Photo-based point-labeling data
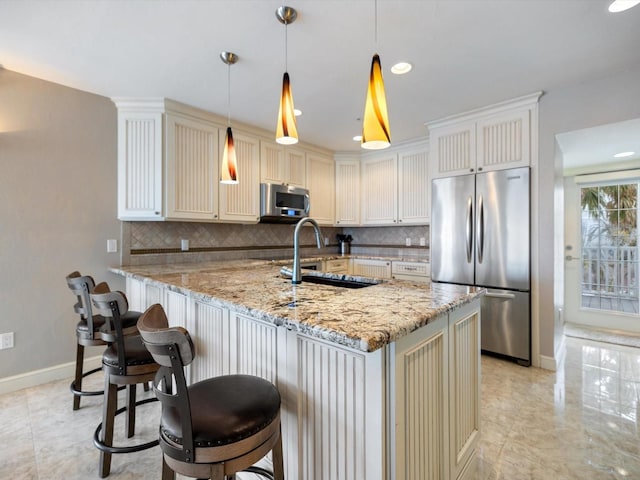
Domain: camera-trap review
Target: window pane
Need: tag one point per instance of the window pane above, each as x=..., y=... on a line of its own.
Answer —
x=609, y=247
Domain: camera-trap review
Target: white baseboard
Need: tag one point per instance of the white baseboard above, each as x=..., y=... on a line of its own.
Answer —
x=46, y=375
x=548, y=363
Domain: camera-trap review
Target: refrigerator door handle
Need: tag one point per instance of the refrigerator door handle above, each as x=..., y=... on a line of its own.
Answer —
x=500, y=295
x=469, y=230
x=480, y=229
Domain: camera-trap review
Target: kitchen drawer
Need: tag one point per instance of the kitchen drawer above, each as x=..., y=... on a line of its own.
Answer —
x=414, y=269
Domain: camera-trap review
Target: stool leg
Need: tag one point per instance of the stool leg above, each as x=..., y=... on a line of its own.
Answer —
x=108, y=419
x=131, y=410
x=167, y=473
x=278, y=463
x=78, y=381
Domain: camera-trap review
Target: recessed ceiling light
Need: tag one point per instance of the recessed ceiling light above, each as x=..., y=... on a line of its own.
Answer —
x=622, y=5
x=401, y=68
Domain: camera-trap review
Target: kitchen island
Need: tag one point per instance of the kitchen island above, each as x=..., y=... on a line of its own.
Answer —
x=380, y=382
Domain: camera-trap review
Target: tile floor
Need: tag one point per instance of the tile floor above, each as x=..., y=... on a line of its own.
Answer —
x=580, y=422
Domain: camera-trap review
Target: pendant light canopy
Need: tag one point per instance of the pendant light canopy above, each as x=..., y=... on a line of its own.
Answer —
x=376, y=133
x=286, y=129
x=229, y=167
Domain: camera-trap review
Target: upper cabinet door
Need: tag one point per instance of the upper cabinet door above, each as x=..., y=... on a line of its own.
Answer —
x=503, y=141
x=192, y=169
x=379, y=190
x=140, y=154
x=282, y=165
x=241, y=202
x=413, y=186
x=321, y=185
x=347, y=192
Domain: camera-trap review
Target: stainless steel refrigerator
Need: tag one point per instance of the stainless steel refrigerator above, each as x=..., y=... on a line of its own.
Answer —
x=480, y=236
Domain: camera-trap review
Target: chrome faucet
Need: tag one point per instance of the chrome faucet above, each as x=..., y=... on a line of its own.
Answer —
x=297, y=275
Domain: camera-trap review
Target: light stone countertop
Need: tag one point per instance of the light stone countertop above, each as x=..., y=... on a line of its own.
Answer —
x=365, y=319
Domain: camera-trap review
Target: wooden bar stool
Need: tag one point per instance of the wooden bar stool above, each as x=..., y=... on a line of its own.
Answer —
x=87, y=333
x=125, y=362
x=213, y=428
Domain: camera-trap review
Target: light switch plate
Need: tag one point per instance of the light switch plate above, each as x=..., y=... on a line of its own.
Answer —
x=112, y=245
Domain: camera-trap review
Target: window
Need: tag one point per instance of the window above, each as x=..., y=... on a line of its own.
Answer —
x=610, y=247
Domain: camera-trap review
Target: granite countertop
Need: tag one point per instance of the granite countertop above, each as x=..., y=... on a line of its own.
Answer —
x=365, y=319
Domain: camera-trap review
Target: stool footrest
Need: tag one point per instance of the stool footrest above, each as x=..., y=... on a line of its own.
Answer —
x=260, y=471
x=130, y=448
x=86, y=393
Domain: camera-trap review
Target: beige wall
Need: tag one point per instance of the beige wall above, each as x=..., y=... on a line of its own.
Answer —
x=57, y=210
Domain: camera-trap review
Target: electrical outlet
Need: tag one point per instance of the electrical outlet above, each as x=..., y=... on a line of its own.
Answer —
x=112, y=246
x=7, y=340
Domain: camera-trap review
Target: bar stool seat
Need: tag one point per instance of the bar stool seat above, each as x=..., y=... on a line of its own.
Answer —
x=216, y=427
x=91, y=331
x=87, y=333
x=126, y=362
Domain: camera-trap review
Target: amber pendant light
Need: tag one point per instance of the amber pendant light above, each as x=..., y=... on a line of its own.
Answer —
x=229, y=167
x=375, y=124
x=286, y=129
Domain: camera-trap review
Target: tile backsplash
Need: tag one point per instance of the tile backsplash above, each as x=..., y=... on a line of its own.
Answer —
x=146, y=243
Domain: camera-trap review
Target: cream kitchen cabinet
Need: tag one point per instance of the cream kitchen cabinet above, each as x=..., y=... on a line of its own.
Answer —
x=347, y=191
x=371, y=268
x=240, y=203
x=395, y=187
x=140, y=159
x=496, y=137
x=191, y=156
x=415, y=271
x=168, y=164
x=379, y=189
x=284, y=165
x=338, y=266
x=321, y=185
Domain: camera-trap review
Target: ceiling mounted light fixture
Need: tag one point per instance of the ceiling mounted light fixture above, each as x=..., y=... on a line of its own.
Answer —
x=286, y=129
x=229, y=167
x=375, y=123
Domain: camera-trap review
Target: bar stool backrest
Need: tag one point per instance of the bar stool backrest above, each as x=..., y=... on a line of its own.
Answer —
x=81, y=286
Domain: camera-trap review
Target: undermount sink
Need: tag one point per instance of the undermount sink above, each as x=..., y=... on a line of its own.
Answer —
x=336, y=282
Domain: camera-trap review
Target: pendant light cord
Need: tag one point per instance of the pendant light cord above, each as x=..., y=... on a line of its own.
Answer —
x=286, y=59
x=375, y=20
x=229, y=95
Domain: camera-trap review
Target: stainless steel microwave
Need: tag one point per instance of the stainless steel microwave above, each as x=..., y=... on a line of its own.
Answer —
x=283, y=203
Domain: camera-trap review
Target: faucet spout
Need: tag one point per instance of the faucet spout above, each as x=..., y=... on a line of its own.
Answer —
x=297, y=275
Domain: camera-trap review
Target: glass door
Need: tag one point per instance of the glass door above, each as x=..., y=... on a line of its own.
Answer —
x=602, y=262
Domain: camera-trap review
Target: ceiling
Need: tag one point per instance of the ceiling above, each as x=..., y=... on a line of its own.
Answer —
x=466, y=54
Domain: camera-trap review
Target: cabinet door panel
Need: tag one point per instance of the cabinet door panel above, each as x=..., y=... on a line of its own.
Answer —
x=192, y=169
x=140, y=165
x=453, y=150
x=379, y=191
x=504, y=141
x=321, y=185
x=347, y=192
x=413, y=187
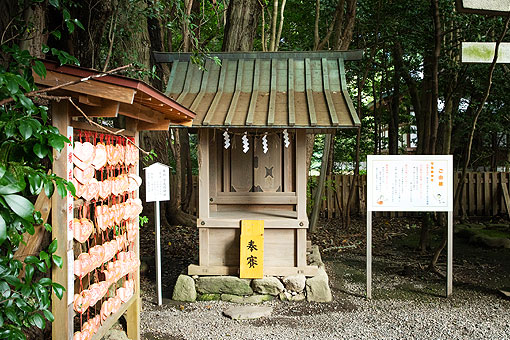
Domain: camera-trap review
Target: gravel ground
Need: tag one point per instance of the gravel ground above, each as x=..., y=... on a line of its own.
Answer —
x=408, y=302
x=413, y=314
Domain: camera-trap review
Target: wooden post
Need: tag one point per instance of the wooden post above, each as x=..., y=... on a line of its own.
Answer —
x=449, y=265
x=301, y=174
x=62, y=327
x=369, y=254
x=133, y=312
x=320, y=185
x=203, y=174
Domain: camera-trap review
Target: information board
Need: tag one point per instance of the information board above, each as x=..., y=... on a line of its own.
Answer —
x=410, y=183
x=157, y=183
x=252, y=249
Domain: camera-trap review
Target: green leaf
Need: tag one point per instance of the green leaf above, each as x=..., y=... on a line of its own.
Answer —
x=53, y=246
x=71, y=188
x=45, y=281
x=5, y=290
x=38, y=320
x=11, y=315
x=43, y=255
x=29, y=273
x=25, y=129
x=2, y=171
x=41, y=266
x=61, y=189
x=26, y=102
x=20, y=205
x=22, y=82
x=66, y=14
x=3, y=230
x=12, y=280
x=31, y=259
x=10, y=184
x=56, y=34
x=49, y=316
x=35, y=181
x=79, y=24
x=40, y=150
x=39, y=68
x=57, y=260
x=58, y=289
x=26, y=290
x=70, y=26
x=48, y=187
x=57, y=142
x=12, y=85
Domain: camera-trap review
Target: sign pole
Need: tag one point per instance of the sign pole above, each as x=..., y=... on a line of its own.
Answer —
x=158, y=254
x=449, y=265
x=157, y=189
x=369, y=254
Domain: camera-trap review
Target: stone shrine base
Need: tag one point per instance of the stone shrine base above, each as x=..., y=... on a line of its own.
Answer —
x=233, y=289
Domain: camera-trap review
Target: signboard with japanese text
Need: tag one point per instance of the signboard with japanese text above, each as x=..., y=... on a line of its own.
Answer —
x=157, y=183
x=410, y=183
x=487, y=7
x=252, y=249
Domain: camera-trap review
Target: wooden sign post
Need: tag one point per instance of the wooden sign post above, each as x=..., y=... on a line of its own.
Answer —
x=157, y=189
x=410, y=183
x=252, y=249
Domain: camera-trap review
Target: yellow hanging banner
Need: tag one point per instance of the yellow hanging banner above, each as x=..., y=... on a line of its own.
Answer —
x=252, y=249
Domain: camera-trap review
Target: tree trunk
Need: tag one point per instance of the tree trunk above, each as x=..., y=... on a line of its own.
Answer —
x=241, y=27
x=393, y=132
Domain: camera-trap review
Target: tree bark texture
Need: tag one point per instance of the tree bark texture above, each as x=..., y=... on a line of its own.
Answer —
x=241, y=27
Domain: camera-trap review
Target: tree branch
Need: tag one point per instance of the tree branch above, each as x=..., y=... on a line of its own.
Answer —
x=95, y=76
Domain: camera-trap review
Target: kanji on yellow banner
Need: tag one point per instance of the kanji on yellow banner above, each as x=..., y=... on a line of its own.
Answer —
x=252, y=249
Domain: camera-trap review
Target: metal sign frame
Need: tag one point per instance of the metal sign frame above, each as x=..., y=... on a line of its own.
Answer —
x=449, y=208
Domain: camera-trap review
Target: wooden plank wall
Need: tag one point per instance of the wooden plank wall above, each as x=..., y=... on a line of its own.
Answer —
x=482, y=196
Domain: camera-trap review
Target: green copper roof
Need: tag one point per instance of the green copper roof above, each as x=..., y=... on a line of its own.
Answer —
x=265, y=89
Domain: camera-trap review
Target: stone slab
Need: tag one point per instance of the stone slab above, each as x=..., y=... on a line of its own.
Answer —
x=248, y=312
x=184, y=289
x=223, y=285
x=267, y=285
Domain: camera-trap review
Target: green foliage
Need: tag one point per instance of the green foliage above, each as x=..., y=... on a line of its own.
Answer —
x=27, y=141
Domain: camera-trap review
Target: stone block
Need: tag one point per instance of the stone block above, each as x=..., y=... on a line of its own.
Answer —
x=223, y=285
x=317, y=288
x=208, y=297
x=267, y=285
x=286, y=296
x=246, y=299
x=295, y=283
x=184, y=289
x=248, y=312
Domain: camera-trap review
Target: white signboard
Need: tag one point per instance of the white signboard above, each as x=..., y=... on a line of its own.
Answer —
x=488, y=5
x=157, y=183
x=410, y=183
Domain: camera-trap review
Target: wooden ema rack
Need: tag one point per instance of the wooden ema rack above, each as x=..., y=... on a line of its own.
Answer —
x=67, y=320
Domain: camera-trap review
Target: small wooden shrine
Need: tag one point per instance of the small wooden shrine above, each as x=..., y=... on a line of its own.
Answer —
x=252, y=116
x=97, y=230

## Problem to solve
Count the lines in the records that contain the string "copper", treating case as significant, and reply with only that number.

## In response
2